What is required: Copy the data below word for word, leaving out the pictures.

Supplied records:
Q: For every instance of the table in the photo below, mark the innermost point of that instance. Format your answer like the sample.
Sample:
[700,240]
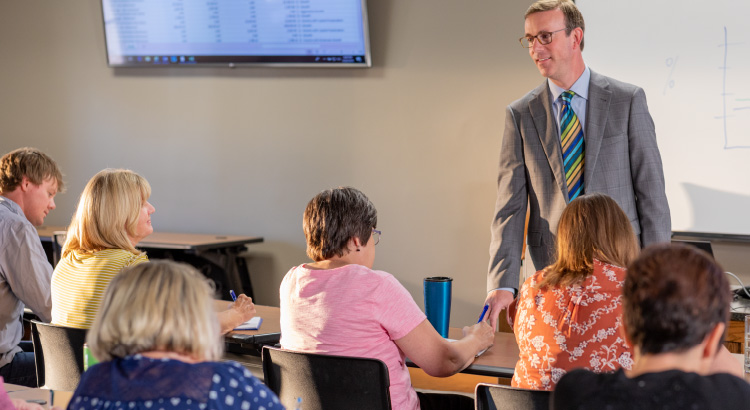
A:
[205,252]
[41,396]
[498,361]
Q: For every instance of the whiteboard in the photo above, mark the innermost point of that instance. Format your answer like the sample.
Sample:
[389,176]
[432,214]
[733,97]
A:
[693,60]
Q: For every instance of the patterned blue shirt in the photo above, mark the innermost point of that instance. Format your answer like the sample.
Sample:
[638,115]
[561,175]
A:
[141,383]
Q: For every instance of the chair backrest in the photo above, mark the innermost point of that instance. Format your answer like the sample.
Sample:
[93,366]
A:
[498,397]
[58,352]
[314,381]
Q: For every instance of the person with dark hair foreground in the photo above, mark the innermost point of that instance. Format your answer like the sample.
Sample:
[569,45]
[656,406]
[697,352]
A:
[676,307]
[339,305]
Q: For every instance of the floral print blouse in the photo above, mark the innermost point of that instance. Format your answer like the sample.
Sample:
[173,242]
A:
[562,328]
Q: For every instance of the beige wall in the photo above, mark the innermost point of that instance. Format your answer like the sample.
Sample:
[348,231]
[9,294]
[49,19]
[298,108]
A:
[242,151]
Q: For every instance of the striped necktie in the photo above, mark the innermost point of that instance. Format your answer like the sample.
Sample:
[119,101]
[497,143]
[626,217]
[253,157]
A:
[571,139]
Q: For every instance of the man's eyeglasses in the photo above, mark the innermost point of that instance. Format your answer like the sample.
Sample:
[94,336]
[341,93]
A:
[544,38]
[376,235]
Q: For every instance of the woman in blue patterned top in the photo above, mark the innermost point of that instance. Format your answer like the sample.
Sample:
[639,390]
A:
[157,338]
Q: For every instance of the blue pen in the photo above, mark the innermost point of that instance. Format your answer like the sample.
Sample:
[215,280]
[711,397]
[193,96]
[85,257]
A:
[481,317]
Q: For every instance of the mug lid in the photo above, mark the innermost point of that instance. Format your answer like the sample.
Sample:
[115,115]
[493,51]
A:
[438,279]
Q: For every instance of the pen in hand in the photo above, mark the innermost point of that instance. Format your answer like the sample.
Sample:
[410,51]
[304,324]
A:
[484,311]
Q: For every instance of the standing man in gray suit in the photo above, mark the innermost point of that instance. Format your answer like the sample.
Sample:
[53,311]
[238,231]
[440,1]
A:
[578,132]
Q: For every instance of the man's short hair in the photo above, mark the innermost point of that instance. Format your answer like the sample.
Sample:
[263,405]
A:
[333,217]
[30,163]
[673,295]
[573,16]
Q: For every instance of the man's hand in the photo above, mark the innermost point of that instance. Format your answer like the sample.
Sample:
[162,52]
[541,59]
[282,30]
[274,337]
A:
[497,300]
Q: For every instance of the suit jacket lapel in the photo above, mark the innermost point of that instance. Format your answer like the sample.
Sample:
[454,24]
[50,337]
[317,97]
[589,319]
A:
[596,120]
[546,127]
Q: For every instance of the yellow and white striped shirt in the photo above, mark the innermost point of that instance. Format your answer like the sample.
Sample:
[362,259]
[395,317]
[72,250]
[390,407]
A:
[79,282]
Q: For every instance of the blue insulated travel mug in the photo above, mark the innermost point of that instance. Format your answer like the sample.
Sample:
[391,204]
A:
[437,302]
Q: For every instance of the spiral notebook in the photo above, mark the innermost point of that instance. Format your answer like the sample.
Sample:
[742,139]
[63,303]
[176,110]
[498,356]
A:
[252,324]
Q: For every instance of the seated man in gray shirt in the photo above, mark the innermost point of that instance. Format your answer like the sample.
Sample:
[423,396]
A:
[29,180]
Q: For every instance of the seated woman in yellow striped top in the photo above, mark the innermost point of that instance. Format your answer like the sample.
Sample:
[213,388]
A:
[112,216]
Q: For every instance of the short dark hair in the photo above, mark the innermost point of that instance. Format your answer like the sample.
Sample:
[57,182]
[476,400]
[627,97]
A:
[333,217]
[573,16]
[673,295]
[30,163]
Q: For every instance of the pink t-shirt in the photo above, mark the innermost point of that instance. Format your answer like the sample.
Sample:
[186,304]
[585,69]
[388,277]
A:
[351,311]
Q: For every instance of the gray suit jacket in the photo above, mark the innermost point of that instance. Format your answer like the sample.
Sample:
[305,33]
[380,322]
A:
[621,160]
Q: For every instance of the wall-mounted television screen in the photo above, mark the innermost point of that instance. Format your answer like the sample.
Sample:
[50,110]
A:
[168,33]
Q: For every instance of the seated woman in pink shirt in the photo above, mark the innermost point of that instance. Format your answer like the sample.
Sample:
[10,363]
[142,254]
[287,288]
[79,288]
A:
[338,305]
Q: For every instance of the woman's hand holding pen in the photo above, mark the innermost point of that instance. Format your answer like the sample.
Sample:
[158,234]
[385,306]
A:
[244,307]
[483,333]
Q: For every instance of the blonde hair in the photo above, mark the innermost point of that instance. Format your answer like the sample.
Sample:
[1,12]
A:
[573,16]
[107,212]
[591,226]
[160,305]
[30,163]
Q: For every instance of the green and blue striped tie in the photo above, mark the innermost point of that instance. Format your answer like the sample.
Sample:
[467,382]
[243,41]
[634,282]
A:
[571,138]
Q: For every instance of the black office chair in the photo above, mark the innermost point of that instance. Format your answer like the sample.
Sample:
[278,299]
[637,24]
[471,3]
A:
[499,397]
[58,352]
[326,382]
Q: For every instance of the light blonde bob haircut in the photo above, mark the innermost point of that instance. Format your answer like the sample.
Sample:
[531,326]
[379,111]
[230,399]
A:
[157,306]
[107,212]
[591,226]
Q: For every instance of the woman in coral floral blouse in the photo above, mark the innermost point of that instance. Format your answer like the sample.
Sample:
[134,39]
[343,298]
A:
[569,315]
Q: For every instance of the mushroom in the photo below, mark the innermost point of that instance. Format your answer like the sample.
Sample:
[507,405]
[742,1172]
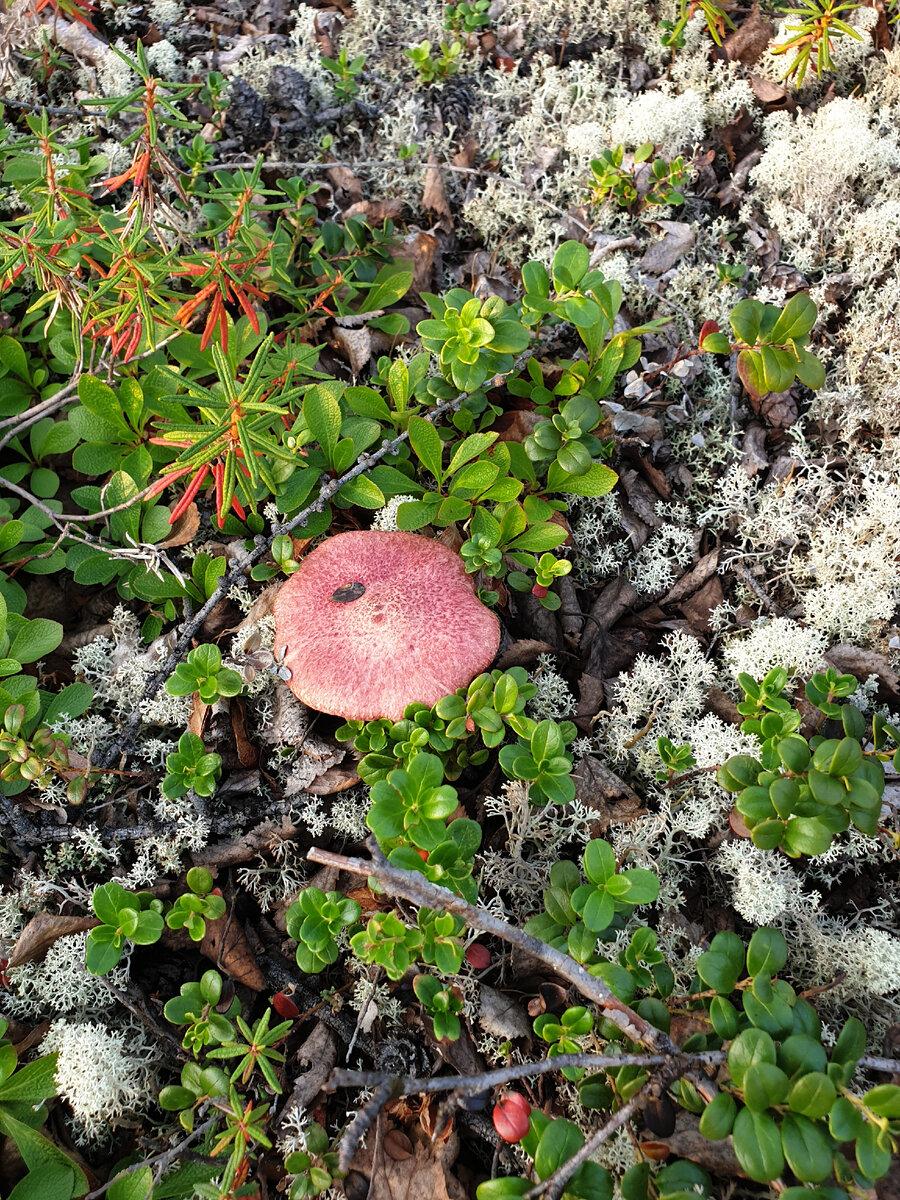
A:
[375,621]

Solved problem:
Q: For every instance of the table in the photo below, mark the innermost point of that instance. Format your answer like the sample.
Sample:
[700,240]
A:
[205,252]
[41,396]
[498,361]
Q: For every instance of the whiteboard in the photo above, mark the innermost point of that instance. Format your answer like the sample.
Sample:
[389,176]
[432,214]
[733,97]
A:
[693,60]
Q: For every instance of the patterned blue shirt in the photo above, mark the innermost point of that instance. Format your answer like the sample.
Sample:
[638,115]
[561,175]
A:
[141,383]
Q: For every instance of the chair backrest in the photo above, mark the innermost point of that instance. Format your answer like the sample.
Sample:
[93,366]
A:
[498,397]
[58,352]
[314,381]
Q: For every instance of the person with dark hair foreground in the photo above, mark the innermost point of that instance. Format your answer like the sample.
Sample:
[569,45]
[656,406]
[697,352]
A:
[676,307]
[339,305]
Q: For every instance of the floral print blouse in the photo above, mark the innermost point of that instance. Format your answer like the sample.
Sample:
[173,242]
A:
[562,328]
Q: For every instance of the beige wall in the photo above, mark the innermost point of that instance. Format your answer like the sample.
Sample:
[348,231]
[9,294]
[49,19]
[298,108]
A:
[242,151]
Q: For every instance of the striped necktie in the photo above, mark the innermost point of that instance. Format your answer like the sample.
Sample:
[119,101]
[497,143]
[626,217]
[253,157]
A:
[571,139]
Q: For every instance of the man's eyeglasses in the photo above, mark the innermost point of that instance. Format your answer like the sample.
Sample:
[94,336]
[341,93]
A:
[544,38]
[376,235]
Q: For every instance of the woman in blue patterned top in the photo above, mark the innermost point of that instance. Format your answer like the sample.
Sample:
[639,390]
A:
[157,338]
Q: For every instance of the blue pen in the photo above, mark the innermost point of that instance. Format your answer like the sample.
Sample:
[215,280]
[711,397]
[193,96]
[85,257]
A:
[481,317]
Q: For every instance of the mug lid in the photo above, mark the innermost point of that instance. Format your answer like the sample.
Sample:
[115,115]
[493,51]
A:
[438,279]
Q: For every instance of the pen in hand in the photo above, mark the innermost point of that instance. Format your answer like the sample.
Sample:
[410,51]
[304,324]
A:
[484,311]
Q: For every instance of the standing man in gray suit in the photo above, mark the innermost point of that instance. Format your answer like the sample.
Sample:
[53,311]
[238,231]
[440,1]
A:
[578,132]
Q: For every instance of the man's short hair in the photo above, mark the innermost point of that instance. Format your answer like the sample.
Sample:
[263,405]
A:
[333,217]
[30,163]
[673,295]
[573,16]
Q: For every instance of the man's hand in the photo above, mark the innermost point of that instance. Format your answer like the sample.
Sample:
[162,52]
[541,59]
[282,30]
[274,337]
A:
[497,300]
Q: For every instance of the suit jacket lapel in the photo above, mark the innermost point of that instance. Format your answer like the sample.
Sample:
[454,24]
[50,337]
[317,97]
[589,319]
A:
[596,120]
[546,127]
Q: For every instance of the yellow and white striped shirt in the photo above, mark the innermost point of that instance. Format your answer like the sample.
Sample:
[362,259]
[395,317]
[72,250]
[390,407]
A:
[79,282]
Q: For every instance of the blue insulated travel mug in the photo above, mark the innermost point of that instance. Format your answer like the sample.
Sample:
[391,204]
A:
[437,302]
Q: For every instance of the spiral notebook in the photo above, mark the innermost point of that instance. Format your answer like the sample.
Sample:
[742,139]
[63,303]
[176,110]
[498,356]
A:
[252,324]
Q: For every instance of the seated man in gray shirt in the photo above, mark the innermost point of that instance. Format your answer like the sample.
Sample:
[423,396]
A:
[29,180]
Q: For every instance of the seated woman in yellow striped top in the photo above, mark the innermost point of that instance. Format your answer like the sample.
Sample:
[213,388]
A:
[112,216]
Q: For every instance of the short dark hair in the photo above, mark the innermost point of that instance. Format your answer like the sample.
Sample:
[57,182]
[476,400]
[627,97]
A:
[333,217]
[573,16]
[673,295]
[30,163]
Q: For every instance of the pink t-shirt in the photo above, mark the innermost point of that instance. Format your answer like the sample.
Sample:
[186,304]
[585,69]
[388,277]
A:
[351,311]
Q: For every instance of the gray suit jacket in the photo above, mark the innermost point of that instance. Format your answer like the sample.
Sample:
[305,33]
[380,322]
A:
[621,160]
Q: For every instance of the wall-mounted television screen in the photo above, mark the innermost point of that instance. Format your answer like the sample.
Sample:
[50,110]
A:
[168,33]
Q: For every instance of the seated woman in pink shirt in the photo above, mark the innermost point of that instance. Format your answer like the sample.
Sample:
[10,363]
[142,254]
[287,288]
[79,288]
A:
[338,305]
Q: For every instance of the woman's hand holding pen in the photo above, mark the innermost point of that instance. Format your answer like the sample.
Sample:
[158,234]
[385,306]
A:
[244,307]
[483,333]
Q: For every instance of the blonde hair in the photo above, mark the innermost point of that instance. Format your answer like the sample.
Sample:
[1,12]
A:
[573,16]
[107,212]
[591,226]
[160,305]
[30,163]
Q: For every instance of the green and blue striped tie in the photo above, mark the innermost point of that instance. Format your answer like the sample.
Sample:
[467,382]
[243,41]
[634,282]
A:
[571,138]
Q: For every instance of the black office chair in the photo above, mark the innermost point of that instance. Format your answer like the sample.
Sample:
[278,299]
[637,24]
[471,3]
A:
[499,397]
[58,352]
[326,382]
Q: For every instance of the light blonde bob haircut in the photo above, mark the innermost point of that instance. Format your answer like the sample.
Sample:
[531,326]
[379,111]
[230,399]
A:
[157,306]
[107,212]
[591,226]
Q: For every instance of the woman in coral floral blouse in the photo above, mark the innermost point of that instance. Format your answer like the sample.
Sample:
[134,39]
[343,298]
A:
[569,315]
Q: For every instance of the mushroom in the photo below, mark the innermost point of that instance. Format your answer like the sample.
Sample:
[507,405]
[742,1172]
A:
[375,621]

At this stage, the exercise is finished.